**PROBLEM**
Look for the word "window" in the records, and copy each line where it appears.

*-*-*

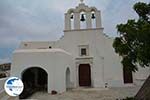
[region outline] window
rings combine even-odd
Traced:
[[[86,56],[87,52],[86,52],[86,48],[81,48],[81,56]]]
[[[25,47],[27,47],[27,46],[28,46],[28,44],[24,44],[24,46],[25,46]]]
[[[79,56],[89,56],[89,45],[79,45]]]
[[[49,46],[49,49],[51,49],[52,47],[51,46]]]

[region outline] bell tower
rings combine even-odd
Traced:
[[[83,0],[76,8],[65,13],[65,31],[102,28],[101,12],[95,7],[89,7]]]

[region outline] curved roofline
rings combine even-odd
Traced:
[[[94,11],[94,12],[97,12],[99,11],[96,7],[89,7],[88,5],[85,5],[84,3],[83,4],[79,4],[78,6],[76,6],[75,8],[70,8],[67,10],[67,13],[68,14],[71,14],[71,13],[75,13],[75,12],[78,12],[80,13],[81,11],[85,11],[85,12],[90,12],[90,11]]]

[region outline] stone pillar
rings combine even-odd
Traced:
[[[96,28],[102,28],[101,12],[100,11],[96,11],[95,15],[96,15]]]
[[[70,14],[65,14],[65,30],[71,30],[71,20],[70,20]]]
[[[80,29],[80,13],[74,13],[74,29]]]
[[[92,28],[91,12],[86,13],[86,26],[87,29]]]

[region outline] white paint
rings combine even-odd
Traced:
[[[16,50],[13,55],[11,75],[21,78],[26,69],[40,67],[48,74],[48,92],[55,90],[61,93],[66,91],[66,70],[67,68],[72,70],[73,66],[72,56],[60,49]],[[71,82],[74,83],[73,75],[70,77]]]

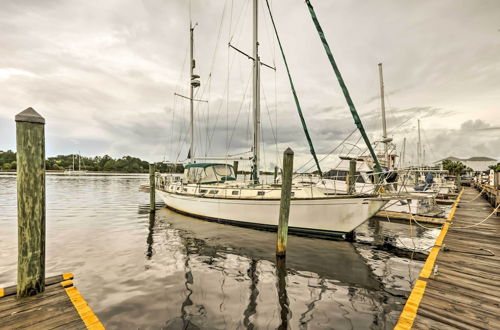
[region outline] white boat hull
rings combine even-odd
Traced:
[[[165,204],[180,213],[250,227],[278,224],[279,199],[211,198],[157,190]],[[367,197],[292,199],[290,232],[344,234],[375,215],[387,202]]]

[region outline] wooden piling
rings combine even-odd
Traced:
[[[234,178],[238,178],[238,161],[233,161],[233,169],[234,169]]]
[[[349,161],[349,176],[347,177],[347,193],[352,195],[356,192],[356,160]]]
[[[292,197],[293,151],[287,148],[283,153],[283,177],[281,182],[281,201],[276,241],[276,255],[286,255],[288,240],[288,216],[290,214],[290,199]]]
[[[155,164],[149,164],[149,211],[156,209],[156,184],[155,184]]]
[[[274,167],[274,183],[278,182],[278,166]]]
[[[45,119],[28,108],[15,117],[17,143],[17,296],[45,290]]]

*-*-*

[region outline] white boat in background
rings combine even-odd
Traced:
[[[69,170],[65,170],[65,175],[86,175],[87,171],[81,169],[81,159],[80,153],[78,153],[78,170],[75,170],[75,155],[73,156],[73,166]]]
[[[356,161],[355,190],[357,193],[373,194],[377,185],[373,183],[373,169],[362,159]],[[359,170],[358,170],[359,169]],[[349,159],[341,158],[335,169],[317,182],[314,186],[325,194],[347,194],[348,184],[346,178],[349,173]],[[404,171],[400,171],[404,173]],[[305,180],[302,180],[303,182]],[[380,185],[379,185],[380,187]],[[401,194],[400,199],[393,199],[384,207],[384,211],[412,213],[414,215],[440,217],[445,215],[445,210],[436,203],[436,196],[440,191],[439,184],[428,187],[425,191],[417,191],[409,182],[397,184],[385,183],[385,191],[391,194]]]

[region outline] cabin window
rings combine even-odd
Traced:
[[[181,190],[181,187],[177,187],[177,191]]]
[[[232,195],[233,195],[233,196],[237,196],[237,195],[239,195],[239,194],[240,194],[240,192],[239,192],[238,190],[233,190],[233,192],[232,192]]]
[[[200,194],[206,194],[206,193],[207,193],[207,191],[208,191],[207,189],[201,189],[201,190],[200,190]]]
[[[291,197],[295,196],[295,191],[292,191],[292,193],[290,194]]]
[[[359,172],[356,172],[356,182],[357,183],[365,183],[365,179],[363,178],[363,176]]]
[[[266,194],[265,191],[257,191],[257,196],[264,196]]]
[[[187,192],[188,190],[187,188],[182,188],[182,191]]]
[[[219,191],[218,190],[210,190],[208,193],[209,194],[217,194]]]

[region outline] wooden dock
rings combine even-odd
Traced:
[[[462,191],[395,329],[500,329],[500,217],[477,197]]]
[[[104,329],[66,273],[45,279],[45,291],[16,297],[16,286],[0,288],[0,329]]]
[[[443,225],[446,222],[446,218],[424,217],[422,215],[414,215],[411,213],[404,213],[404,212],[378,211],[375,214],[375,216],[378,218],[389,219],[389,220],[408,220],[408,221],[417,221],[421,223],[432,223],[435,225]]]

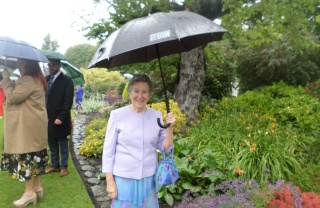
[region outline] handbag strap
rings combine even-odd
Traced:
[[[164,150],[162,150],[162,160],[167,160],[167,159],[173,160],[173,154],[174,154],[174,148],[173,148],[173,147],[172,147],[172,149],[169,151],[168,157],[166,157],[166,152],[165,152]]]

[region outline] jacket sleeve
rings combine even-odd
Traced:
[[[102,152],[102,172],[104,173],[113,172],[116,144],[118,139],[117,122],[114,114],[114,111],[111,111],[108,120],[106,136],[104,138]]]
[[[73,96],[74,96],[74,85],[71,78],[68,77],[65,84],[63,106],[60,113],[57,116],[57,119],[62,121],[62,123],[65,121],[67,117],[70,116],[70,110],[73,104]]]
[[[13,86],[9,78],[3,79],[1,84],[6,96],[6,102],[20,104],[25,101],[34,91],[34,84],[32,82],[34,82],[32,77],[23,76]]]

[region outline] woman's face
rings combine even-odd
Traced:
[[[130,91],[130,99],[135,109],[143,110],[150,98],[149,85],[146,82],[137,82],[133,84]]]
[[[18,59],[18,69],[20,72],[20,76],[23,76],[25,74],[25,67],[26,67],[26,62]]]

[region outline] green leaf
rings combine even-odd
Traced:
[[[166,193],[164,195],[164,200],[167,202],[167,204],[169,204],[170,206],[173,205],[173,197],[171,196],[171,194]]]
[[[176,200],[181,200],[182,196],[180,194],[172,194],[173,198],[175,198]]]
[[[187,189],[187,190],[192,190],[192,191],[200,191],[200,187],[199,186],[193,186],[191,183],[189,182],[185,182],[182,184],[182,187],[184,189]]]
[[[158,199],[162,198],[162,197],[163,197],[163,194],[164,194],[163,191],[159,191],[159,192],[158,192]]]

*-*-*

**REPLY TO THE TASK**
[region outline] window
[region outline] cabin window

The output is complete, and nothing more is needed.